Supplied data
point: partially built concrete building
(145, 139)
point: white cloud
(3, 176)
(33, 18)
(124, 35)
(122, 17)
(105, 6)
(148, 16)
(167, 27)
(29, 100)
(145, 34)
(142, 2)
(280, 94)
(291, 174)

Exercise goal
Render every line of the records above as a Markdown table with the columns Row and Text, numbering the lines in order and leaving out blank lines.

Solution to the problem
| Row | Text |
|---|---|
| 1 | point: partially built concrete building |
| 2 | (145, 139) |
| 3 | point: white cloud |
| 4 | (3, 176) |
| 5 | (33, 18) |
| 6 | (124, 35) |
| 7 | (122, 17) |
| 8 | (105, 6) |
| 9 | (148, 16) |
| 10 | (167, 27) |
| 11 | (29, 100) |
| 12 | (145, 34) |
| 13 | (142, 2) |
| 14 | (280, 94) |
| 15 | (291, 174) |